_PROBLEM 1:_ In the EOBC passage, which three genes overlapped between the SKAT results and the burden-based exome-wide significant genes?
_PROBLEM 2:_ Resume the EOBC passage after its final sentence.

_PASSAGE:_
------------

These patterns suggest potential high-effect, population-specific contributions to EOBC risk. Full variant counts, annotations, and allele frequencies for candidate genes are reported in Supplementary Table S3.
Due to the inability to perform gender-adjusted modeling, X-linked signals are presented as exploratory and should not be interpreted as evidence of gender-linked susceptibility without gender-adjusted modeling and independent replication.
Several estimates show wide confidence intervals due to low carrier counts; therefore, OR magnitudes, particularly for exploratory and X-linked genes, should be interpreted cautiously.
2.5. Candidate EOBC Susceptibility Genes
Beyond known hereditary cancer genes, gene-level SKAT analyses on low-frequency nonsynonymous variants identified five additional candidate EOBC susceptibility genes achieving exome-wide significance (Table 4), three of which overlapped with burden-based exome-wide significant genes (GUCY2F, FRMPD3, SHROOM2). Variant-level details have been provided in Supplementary Table S4.
2.6. Pathway-Level Findings
To evaluate whether associated genes converged on shared biological processes, KEGG pathway enrichment analysis was performed using the set of genes harboring rare predicted damaging variants. KEGG pathway enrichment analysis did not identify any pathways that remained significant after FDR correction (FDR ≥ 0.05). This lack of pathway-level convergence is consistent with allelic heterogeneity, modest cohort size, and the likelihood that EOBC susceptibility in this population involves diverse molecular mechanisms rather than a single dominant signaling axis.

------------

_RECORDS:_
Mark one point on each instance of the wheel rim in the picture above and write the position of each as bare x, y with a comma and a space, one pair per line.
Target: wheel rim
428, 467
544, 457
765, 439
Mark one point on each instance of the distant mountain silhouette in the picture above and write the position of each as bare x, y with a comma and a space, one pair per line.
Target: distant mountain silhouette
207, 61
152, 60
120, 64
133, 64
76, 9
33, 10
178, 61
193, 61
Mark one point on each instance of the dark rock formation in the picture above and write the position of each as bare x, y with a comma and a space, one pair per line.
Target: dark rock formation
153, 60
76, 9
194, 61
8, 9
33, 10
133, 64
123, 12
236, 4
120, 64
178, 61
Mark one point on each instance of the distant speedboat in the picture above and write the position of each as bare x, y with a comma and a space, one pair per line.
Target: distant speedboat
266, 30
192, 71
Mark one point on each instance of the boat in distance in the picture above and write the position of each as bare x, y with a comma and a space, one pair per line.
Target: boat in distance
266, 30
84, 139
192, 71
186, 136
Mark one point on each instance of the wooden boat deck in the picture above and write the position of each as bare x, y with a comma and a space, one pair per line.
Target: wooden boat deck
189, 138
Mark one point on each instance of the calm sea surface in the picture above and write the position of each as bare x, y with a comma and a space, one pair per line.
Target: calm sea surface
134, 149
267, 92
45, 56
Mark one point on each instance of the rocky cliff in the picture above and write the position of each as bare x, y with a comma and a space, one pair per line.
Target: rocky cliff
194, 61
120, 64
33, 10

------------

_RESULT 1:_ GUCY2F, FRMPD3, and SHROOM2.

_RESULT 2:_
3. Discussion
3. Discussion
Next-generation sequencing (NGS) has expanded understanding of cancer genetics, yet a large proportion of early-onset breast cancer (EOBC) heritability remains unaccounted for, particularly in underrepresented populations. This knowledge gap is pronounced in the Arab region, where breast cancer is diagnosed at significantly younger ages and where comprehensive germline investigations are limited. Here, we leveraged whole-exome sequencing (WES) to assess the contribution of rare coding variants to EOBC predisposition in Saudi women and to identify candidate susceptibility genes warranting further study.
Using harmonized sequencing and bioinformatic pipelines across 102 EOBC cases and 1395 cancer-free controls recruited from the same national Saudi cohort, we applied stringent frequency and pathogenicity filters to prioritize rare loss-of-function and predicted-damaging variants. This strategy enabled robust gene-level association analysis while minimizing technical and population stratification artifacts.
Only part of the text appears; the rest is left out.